REQUIRED TASK ▸
Your task is to return the line containing "Annotate the glass" plus every line after it, exactly and with nothing added.

THE DATA ▸
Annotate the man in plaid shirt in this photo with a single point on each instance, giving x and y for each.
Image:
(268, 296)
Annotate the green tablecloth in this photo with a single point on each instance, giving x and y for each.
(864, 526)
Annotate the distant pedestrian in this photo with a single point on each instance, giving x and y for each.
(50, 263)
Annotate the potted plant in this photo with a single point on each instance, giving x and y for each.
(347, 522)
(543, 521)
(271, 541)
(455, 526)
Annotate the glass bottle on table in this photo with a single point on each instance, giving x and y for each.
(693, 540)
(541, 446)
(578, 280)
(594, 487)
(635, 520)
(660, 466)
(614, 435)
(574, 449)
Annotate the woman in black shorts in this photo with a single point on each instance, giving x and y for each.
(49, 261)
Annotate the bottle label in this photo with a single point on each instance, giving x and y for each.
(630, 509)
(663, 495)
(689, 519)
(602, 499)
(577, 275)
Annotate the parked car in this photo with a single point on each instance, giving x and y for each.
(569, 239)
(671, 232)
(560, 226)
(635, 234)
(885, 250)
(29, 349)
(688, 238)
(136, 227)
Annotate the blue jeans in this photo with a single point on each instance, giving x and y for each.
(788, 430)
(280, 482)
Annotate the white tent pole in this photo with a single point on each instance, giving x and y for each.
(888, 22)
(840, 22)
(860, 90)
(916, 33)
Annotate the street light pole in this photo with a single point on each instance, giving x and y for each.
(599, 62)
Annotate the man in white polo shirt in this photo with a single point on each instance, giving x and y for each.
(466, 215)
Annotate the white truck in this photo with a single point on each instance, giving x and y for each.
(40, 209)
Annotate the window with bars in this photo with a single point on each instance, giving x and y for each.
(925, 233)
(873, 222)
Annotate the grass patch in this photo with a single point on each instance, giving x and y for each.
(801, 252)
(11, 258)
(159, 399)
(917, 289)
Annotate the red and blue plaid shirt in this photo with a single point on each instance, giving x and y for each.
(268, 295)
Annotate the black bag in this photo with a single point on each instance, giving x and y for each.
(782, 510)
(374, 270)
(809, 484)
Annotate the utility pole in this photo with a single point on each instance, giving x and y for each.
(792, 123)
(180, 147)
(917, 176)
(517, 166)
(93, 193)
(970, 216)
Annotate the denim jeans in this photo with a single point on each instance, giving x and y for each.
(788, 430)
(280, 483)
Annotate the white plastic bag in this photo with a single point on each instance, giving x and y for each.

COMPLETED TASK ▸
Annotate the glass bottle on table in this photo with a single point on each instance, giving x and y for each.
(693, 540)
(541, 446)
(578, 280)
(594, 487)
(635, 520)
(660, 466)
(614, 435)
(574, 449)
Annotate the woman in black shorts in this photo with a single point on each instance, giving x and y for each.
(49, 261)
Annotate the bottle label in this photo with a single point on each instance, giving x and y for each.
(630, 509)
(663, 495)
(689, 519)
(602, 499)
(577, 275)
Annotate the parked car in this photo with a single point on each instance, giving x and y for each.
(569, 239)
(671, 232)
(560, 226)
(635, 234)
(885, 250)
(29, 349)
(688, 238)
(136, 227)
Annotate the blue jeans in this photo with a single point on each instance, giving x and y for each.
(788, 430)
(280, 482)
Annotate the white tent pole in this photo with a single point on each instance, giving x and y for each.
(888, 22)
(840, 22)
(860, 90)
(916, 33)
Annotate the street light pole in this photo with a single point on each instance, giving x and y for each.
(599, 62)
Annotate the man in white polo shirt in this photo with a single point on each instance, giving x and y for each.
(466, 215)
Annotate the white truck in this photo with a single point on each instance, giving x and y for each.
(40, 209)
Annotate the window with bars in this photo with a single point on each instance, giving x and y for each.
(925, 233)
(873, 222)
Annotate the grass patch in this photo with a single point on each instance, giving x and y for each.
(801, 252)
(11, 258)
(159, 399)
(917, 289)
Annotate the red and blue plaid shirt in this photo with a single point on each instance, giving x and y for each.
(268, 295)
Annotate the black bag in this photo with a single point on each instance, giving x and y for each.
(782, 510)
(374, 270)
(809, 484)
Annotate the utility pole in this photo with a single point on each instance, giving x and y for each.
(792, 123)
(180, 147)
(917, 176)
(517, 166)
(93, 193)
(970, 216)
Annotate the denim jeans in this photo with a single point on each instance, giving x and y for each.
(788, 430)
(280, 483)
Annotate the white plastic bag in this photo with a single point on each instance, giving x and y for each.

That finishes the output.